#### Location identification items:
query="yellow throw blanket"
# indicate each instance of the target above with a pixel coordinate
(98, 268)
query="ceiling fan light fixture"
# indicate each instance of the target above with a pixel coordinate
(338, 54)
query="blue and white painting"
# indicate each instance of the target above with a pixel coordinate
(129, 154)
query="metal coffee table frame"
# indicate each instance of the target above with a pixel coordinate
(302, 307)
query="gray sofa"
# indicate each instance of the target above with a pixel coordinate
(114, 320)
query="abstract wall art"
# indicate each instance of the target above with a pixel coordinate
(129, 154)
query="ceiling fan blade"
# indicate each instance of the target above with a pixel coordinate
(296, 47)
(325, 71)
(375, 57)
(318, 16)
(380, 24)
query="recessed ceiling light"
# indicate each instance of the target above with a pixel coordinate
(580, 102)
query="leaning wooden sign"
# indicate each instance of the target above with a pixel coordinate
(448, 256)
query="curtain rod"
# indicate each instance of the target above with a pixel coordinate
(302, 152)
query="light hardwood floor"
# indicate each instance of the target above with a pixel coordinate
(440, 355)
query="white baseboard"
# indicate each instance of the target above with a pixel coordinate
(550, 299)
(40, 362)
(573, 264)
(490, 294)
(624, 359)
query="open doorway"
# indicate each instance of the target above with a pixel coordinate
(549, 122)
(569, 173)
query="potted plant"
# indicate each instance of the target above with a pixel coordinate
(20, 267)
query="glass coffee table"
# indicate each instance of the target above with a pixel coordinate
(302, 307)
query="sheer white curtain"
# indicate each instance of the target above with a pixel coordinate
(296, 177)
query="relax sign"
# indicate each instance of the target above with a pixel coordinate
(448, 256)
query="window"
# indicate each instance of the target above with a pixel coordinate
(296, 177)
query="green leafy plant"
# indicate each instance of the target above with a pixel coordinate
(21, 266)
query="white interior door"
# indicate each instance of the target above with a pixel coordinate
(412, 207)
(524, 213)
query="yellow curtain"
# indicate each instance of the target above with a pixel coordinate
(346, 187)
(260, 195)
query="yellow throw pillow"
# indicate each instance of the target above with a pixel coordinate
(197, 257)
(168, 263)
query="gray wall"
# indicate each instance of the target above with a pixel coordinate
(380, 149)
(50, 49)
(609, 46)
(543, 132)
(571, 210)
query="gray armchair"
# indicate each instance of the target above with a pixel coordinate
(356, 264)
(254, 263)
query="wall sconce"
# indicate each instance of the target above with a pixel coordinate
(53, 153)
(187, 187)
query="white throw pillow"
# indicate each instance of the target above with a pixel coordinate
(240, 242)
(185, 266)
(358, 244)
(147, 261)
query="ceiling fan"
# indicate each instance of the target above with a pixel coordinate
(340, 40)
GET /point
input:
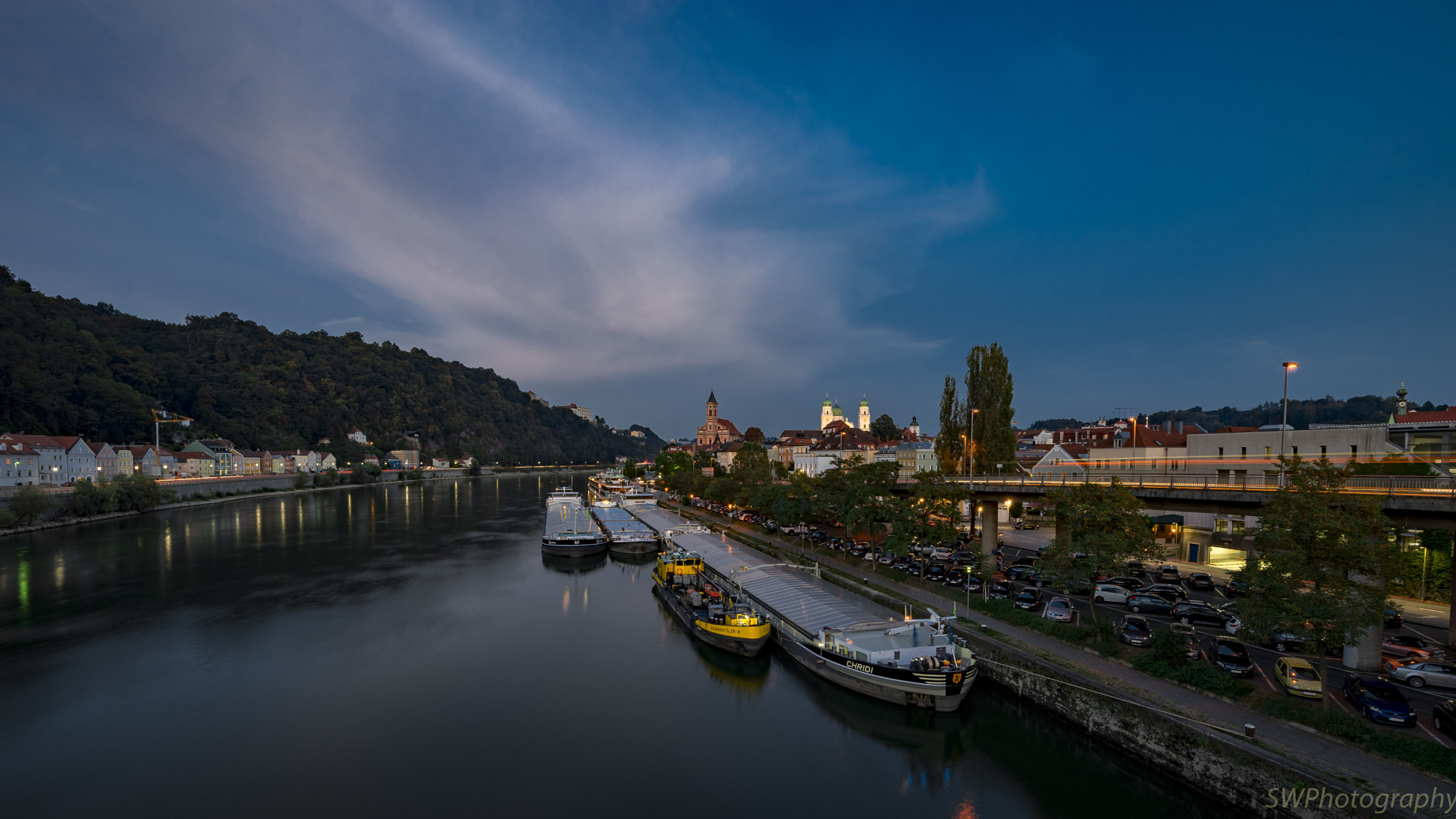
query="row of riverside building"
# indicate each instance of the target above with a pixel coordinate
(813, 452)
(54, 461)
(1231, 456)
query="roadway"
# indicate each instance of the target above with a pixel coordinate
(1423, 620)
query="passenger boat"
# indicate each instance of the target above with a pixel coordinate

#### What you have to do:
Quote the full listing above word for word; exclude every picture from the copy.

#### Response:
query="yellow throw blanket"
# indicate each instance of the target above with a pixel coordinate
(98, 268)
query="ceiling fan light fixture"
# indicate each instance of the target above with a pixel coordinate
(338, 54)
query="blue and white painting"
# indicate each instance of the target above with a pixel coordinate
(129, 154)
query="metal coffee table frame"
# indicate each instance of the target above with a pixel coordinate
(302, 307)
query="gray sofa"
# indicate each instance of the target above with a pixel coordinate
(114, 320)
query="abstract wall art"
# indicate each instance of the target above with a pixel coordinate
(129, 154)
query="ceiling fan blade"
# indicate each instance of the target above with a pixel coordinate
(296, 47)
(325, 71)
(375, 57)
(318, 16)
(380, 24)
query="recessed ceiling light"
# indicate each instance of the target above with a pixel coordinate
(580, 102)
query="leaning wooden sign"
# indicate each instance of the target above with a pixel coordinate
(448, 256)
query="curtain rod"
# indicate each instance of the target above with a pixel coordinate
(302, 152)
query="light hardwood floor"
# indicate each instance of the target above with a pixel coordinate
(440, 355)
query="white baseboard"
# indicate each instance of the target above with a pixel coordinate
(550, 299)
(40, 362)
(573, 264)
(490, 294)
(624, 359)
query="open doorway"
# indicate each instance of the target above with a pixel coordinate
(549, 122)
(569, 173)
query="potted plant"
# indicate each instance of the target above with a pixel coordinate
(20, 267)
query="glass coffee table"
# indicate each instance of the target above with a pixel coordinate
(302, 307)
query="sheer white curtain"
# indicate each instance of the target above with a pixel coordinate
(296, 177)
query="relax sign"
# indicate each instance of the target above with a pixel coordinate
(448, 256)
query="window"
# indicate each instance of the target above with a pixel coordinate
(296, 177)
query="green leafy plant"
# indicate each instance of the target above with a pixel coordinate
(21, 266)
query="white interior door"
# indicate each instance of the target above with a pixel coordinate
(412, 207)
(524, 213)
query="yellow curtain"
# indicate each instance of the target above with a pixel coordinate
(346, 187)
(260, 195)
query="yellow throw pillow"
# indicate each instance of the target above with a pixel coordinate
(197, 257)
(168, 263)
query="gray wall"
# indicate each instance of the target above with a pixel coordinate
(380, 149)
(50, 49)
(609, 46)
(543, 132)
(571, 210)
query="gray armchair"
# indicate each instance of the target above with a pixel coordinate
(356, 264)
(254, 263)
query="wall sconce"
# indicate each instance of the target above with a pixel coordinate
(53, 153)
(187, 187)
query="white throw pillow"
# indicate each instance of the target above with a pixel coordinate
(240, 242)
(185, 266)
(358, 244)
(147, 261)
query="ceiling fan"
# indicate each instance of the target above with a pixel coordinate
(340, 40)
GET /point
input:
query="row of riverside building"
# indicate each instance of the target above with a pixel coordinate
(813, 452)
(54, 461)
(1231, 456)
query="roadway"
# indicate each instance of the target above with a pixel coordinate
(1423, 620)
query="passenger boat"
# indicate each instance of the target above with a pixel coordinate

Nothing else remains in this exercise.